• _EXERCISE INSTRUCTIONS_
Repeat the entries without change, omitting the pictures.

─── DATA FOR PROCESSING

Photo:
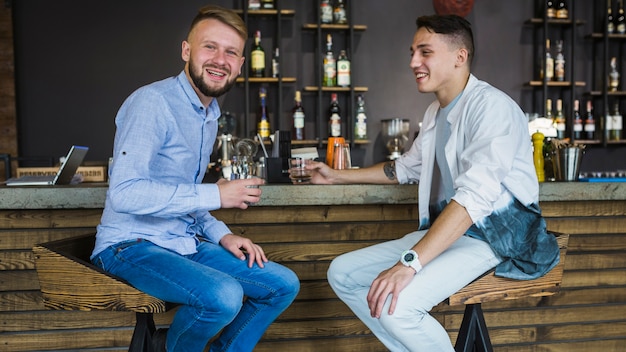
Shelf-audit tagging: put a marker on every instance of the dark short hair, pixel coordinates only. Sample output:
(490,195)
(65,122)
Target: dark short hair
(224,15)
(456,28)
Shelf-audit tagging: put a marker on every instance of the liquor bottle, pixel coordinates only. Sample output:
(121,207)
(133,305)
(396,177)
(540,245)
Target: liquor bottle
(616,126)
(610,25)
(561,10)
(559,62)
(334,120)
(267,4)
(343,70)
(590,124)
(613,75)
(550,10)
(298,118)
(276,64)
(360,122)
(263,126)
(326,12)
(254,4)
(330,68)
(549,73)
(339,13)
(559,120)
(257,57)
(578,121)
(620,25)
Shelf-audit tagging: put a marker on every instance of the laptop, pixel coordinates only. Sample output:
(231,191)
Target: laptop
(63,177)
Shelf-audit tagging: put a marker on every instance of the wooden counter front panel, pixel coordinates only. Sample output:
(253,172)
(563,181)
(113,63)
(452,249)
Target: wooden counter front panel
(588,315)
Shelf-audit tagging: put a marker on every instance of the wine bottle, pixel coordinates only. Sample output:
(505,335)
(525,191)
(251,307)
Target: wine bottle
(339,13)
(326,12)
(334,120)
(298,118)
(263,126)
(590,124)
(360,123)
(257,57)
(559,120)
(330,68)
(578,121)
(343,70)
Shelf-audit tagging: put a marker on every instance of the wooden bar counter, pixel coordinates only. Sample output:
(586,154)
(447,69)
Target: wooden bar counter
(304,227)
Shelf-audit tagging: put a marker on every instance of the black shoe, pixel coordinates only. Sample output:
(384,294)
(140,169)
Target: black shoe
(158,340)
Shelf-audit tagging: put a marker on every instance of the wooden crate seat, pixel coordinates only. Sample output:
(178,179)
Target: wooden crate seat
(473,335)
(69,281)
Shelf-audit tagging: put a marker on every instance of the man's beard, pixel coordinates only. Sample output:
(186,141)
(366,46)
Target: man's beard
(196,77)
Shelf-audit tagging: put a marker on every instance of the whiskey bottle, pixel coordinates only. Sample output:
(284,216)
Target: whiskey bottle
(578,121)
(549,70)
(559,62)
(620,25)
(559,120)
(561,10)
(613,75)
(610,25)
(615,126)
(339,13)
(590,124)
(257,57)
(326,12)
(298,118)
(330,68)
(360,122)
(343,70)
(334,119)
(263,126)
(550,10)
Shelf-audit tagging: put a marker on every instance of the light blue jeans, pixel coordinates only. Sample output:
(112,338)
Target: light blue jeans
(411,327)
(210,287)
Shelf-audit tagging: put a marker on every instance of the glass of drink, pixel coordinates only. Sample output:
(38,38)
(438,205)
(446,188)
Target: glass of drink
(297,172)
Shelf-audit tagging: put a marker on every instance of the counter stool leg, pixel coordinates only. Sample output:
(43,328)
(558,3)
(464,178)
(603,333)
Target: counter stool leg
(142,336)
(473,335)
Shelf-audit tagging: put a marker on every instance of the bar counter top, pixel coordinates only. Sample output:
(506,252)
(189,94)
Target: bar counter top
(92,195)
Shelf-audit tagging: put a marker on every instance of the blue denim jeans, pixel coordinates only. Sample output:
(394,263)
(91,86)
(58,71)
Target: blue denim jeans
(411,327)
(210,286)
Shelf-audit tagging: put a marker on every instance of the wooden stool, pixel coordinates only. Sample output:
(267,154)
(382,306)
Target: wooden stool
(69,281)
(473,334)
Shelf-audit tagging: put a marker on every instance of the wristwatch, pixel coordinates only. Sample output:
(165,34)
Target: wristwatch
(411,259)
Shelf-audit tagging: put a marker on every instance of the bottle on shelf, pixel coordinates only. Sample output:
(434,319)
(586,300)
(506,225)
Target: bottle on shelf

──────

• _EXERCISE OUTPUT_
Photo:
Shelf-audit tagging: put a marker on every instance of the dark short hair, pixel coordinates only. Sample output:
(490,195)
(65,122)
Target: dark short hair
(224,15)
(456,28)
Shelf-audit tagging: put a marker on every instance of the liquor bottle, pixel coordinates only. Sample output:
(121,207)
(133,305)
(396,177)
(540,245)
Target: liquor bottle
(616,126)
(610,25)
(561,10)
(559,62)
(334,120)
(267,4)
(343,70)
(590,124)
(613,75)
(550,10)
(298,118)
(276,64)
(360,122)
(263,126)
(326,12)
(254,4)
(330,68)
(549,73)
(339,13)
(559,120)
(257,57)
(578,121)
(620,25)
Shelf-audit tagging: put a marker on every instance of the laptop, pixel coordinates only. Sample output:
(231,191)
Target: laptop
(63,177)
Shelf-audit tagging: put a marker on every instance of the wooden counter front panel, pixel coordinates only. Sample output:
(253,172)
(563,181)
(113,63)
(452,249)
Target: wooden counter front panel
(588,315)
Shelf-audit tagging: put a marker on every instance of the wine bottle, pixel coordinates only. Sample output:
(505,335)
(525,191)
(251,307)
Target: wine bottle
(339,13)
(326,12)
(334,120)
(298,118)
(263,126)
(590,124)
(360,123)
(257,57)
(559,120)
(330,68)
(578,121)
(343,70)
Shelf-audit tagging: put a marker on every instance of the wooden bar counter, pixel coordinates only. Sample output:
(586,154)
(447,69)
Target: wooden bar counter
(304,227)
Shelf-audit tagging: put a marker on every instance of the black shoe, pixel coordinates only. Sample output:
(384,294)
(140,169)
Target: black shoe
(158,340)
Shelf-audit tagging: put a marker on every instance of the wooden crate seat, pixel coordinates only. Sample output:
(178,179)
Target: wooden crate seat
(473,335)
(69,281)
Shelf-audit tagging: put a marker on every instance of the man's beard, pixel coordinates only. Sample output:
(186,141)
(366,46)
Target: man's beard
(196,77)
Shelf-audit tagging: put a marker on every instance of the whiskey bottle, pixel coordinates only. Sample output:
(284,216)
Target: whiskey bottle
(578,121)
(549,70)
(559,62)
(620,25)
(559,120)
(561,10)
(613,75)
(610,25)
(615,126)
(339,13)
(590,124)
(257,57)
(326,12)
(298,118)
(330,68)
(360,122)
(343,70)
(334,119)
(263,126)
(550,10)
Shelf-audit tagging: put a marker on every instance of the light blue jeans, pixel coordinates only. Sample output:
(112,338)
Target: light blue jeans
(411,327)
(210,287)
Shelf-audit tagging: put a marker on every instance of the glass of drink, pixel coordinates only. Sample output:
(38,38)
(438,205)
(446,188)
Target: glass of drink
(297,172)
Shelf-audit tagging: put a marker on every instance of the counter stool leg, pixel coordinates only. Sample output:
(43,328)
(558,3)
(464,178)
(603,333)
Target: counter stool leg
(142,336)
(473,335)
Shelf-audit tagging: put a marker on every instance of the bar counter top, pixel coordinates only. Sample output:
(506,252)
(189,94)
Target: bar counter top
(92,195)
Shelf-audit tagging: put a marker on every instance of the blue denim jeans, pixel coordinates only. Sample output:
(394,263)
(91,86)
(58,71)
Target: blue denim jeans
(411,327)
(210,286)
Shelf-audit tagging: put a marker on every instance of the wooden stool, pixel coordinates only. Sample output:
(267,154)
(382,306)
Target: wooden stool
(69,281)
(473,334)
Shelf-audit tagging: put a marker on every instance of the wristwatch, pixel coordinates only. Sample output:
(165,34)
Target: wristwatch
(411,259)
Shelf-audit tagging: put a marker on every instance of the bottle on shelf, pixel coordinates only. Sample output:
(434,319)
(586,300)
(506,225)
Target: bottle on shelf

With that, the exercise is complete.